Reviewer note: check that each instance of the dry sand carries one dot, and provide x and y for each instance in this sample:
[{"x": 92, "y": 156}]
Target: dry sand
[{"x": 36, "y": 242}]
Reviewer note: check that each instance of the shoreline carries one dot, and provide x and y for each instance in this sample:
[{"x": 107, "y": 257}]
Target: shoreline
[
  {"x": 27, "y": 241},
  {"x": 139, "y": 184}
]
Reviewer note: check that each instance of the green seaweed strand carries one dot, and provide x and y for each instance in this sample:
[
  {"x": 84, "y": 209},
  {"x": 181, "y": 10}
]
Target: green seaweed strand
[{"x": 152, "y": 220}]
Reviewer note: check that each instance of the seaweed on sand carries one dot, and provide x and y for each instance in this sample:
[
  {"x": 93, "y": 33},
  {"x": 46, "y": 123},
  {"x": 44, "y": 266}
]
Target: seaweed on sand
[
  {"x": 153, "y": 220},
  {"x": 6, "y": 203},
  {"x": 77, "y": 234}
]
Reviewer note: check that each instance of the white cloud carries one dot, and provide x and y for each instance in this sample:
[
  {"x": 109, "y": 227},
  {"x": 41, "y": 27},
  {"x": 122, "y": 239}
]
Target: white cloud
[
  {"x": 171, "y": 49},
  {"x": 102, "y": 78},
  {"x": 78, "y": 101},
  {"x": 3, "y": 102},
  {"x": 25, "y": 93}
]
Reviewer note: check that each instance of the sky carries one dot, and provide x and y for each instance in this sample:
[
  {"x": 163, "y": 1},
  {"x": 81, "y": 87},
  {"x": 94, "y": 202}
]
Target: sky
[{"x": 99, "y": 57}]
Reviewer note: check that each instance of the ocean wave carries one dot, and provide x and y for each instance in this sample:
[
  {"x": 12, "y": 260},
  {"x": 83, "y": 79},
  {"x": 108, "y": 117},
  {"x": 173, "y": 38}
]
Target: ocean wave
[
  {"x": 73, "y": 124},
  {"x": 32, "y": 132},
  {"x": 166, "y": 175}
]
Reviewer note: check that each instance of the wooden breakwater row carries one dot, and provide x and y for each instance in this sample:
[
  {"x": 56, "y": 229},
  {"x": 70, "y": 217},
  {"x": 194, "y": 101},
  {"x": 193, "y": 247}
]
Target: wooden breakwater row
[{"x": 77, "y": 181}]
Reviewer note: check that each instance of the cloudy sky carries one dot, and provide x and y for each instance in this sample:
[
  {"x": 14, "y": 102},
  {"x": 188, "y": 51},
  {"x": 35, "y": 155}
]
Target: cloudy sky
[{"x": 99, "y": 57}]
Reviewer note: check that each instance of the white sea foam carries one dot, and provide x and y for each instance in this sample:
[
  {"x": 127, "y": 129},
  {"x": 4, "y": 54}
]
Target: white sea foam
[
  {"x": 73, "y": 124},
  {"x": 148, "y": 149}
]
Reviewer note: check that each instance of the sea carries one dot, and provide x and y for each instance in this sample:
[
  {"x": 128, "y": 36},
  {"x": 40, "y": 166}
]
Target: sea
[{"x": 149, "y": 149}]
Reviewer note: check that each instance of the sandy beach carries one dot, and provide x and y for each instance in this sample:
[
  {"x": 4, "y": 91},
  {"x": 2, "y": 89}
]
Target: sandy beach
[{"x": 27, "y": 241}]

- - - - -

* _BRIEF_:
Please transcribe each entry exactly, keeping every word as it is.

* _RESULT OF THIS TASK_:
Reviewer note: check that each instance of the dry sand carries one dot, and provide x and y for each instance in this sample:
[{"x": 92, "y": 156}]
Target: dry sand
[{"x": 36, "y": 242}]
Reviewer note: check that each instance of the shoreline carries one dot, and provide x and y for each instance in this sample:
[{"x": 107, "y": 257}]
Target: shoreline
[
  {"x": 27, "y": 241},
  {"x": 139, "y": 184}
]
Reviewer note: check that each instance of the green seaweed strand carries one dot, and provide x and y for each instance in this sample:
[
  {"x": 84, "y": 209},
  {"x": 181, "y": 10}
]
Target: green seaweed strand
[{"x": 152, "y": 220}]
Reviewer note: check that each instance of the seaweed on sand carries one dot, and provide x and y for each instance in this sample:
[
  {"x": 93, "y": 33},
  {"x": 46, "y": 123},
  {"x": 44, "y": 266}
]
Target: seaweed on sand
[
  {"x": 153, "y": 220},
  {"x": 6, "y": 203},
  {"x": 77, "y": 234}
]
Reviewer note: check that each instance of the white cloud carries one dot, and provide x and y for each instance in this sample:
[
  {"x": 109, "y": 227},
  {"x": 41, "y": 27},
  {"x": 122, "y": 239}
]
Target: white cloud
[
  {"x": 171, "y": 49},
  {"x": 102, "y": 78},
  {"x": 78, "y": 101},
  {"x": 3, "y": 102},
  {"x": 25, "y": 93}
]
Reviewer note: check that each instance of the sky carries one dot, and provide x and y for each instance in this sample:
[
  {"x": 163, "y": 1},
  {"x": 81, "y": 87},
  {"x": 94, "y": 202}
]
Target: sky
[{"x": 99, "y": 57}]
Reviewer note: check that each instance of the ocean wave carries one dot, and provide x and y for each instance in this sample:
[
  {"x": 12, "y": 260},
  {"x": 83, "y": 79},
  {"x": 108, "y": 117},
  {"x": 173, "y": 38}
]
Target: ocean wave
[
  {"x": 73, "y": 124},
  {"x": 32, "y": 132},
  {"x": 166, "y": 175}
]
Reviewer note: check that each instance of the wooden breakwater row carries one dot, and provide x and y for each instance in this sample:
[
  {"x": 56, "y": 229},
  {"x": 70, "y": 217},
  {"x": 194, "y": 101},
  {"x": 193, "y": 247}
]
Target: wooden breakwater row
[{"x": 77, "y": 181}]
Reviewer note: check that each instance of the cloudy sky carries one dot, and provide x and y for each instance in this sample:
[
  {"x": 14, "y": 102},
  {"x": 188, "y": 51},
  {"x": 35, "y": 155}
]
Target: cloudy sky
[{"x": 99, "y": 57}]
Reviewer note: check that each instance of the white sea foam carries one dot, and provide x and y for each instance in this sample:
[
  {"x": 127, "y": 129},
  {"x": 4, "y": 54}
]
Target: white sea foam
[
  {"x": 73, "y": 124},
  {"x": 148, "y": 149}
]
Reviewer note: check that each instance of the sea carries one dot, and provide x and y for each instance in this sample:
[
  {"x": 128, "y": 36},
  {"x": 40, "y": 166}
]
Target: sea
[{"x": 149, "y": 149}]
Reviewer note: check that each instance of the sandy beach carries one dot, and provide x and y for each instance in this sample:
[
  {"x": 4, "y": 91},
  {"x": 2, "y": 89}
]
Target: sandy beach
[{"x": 27, "y": 241}]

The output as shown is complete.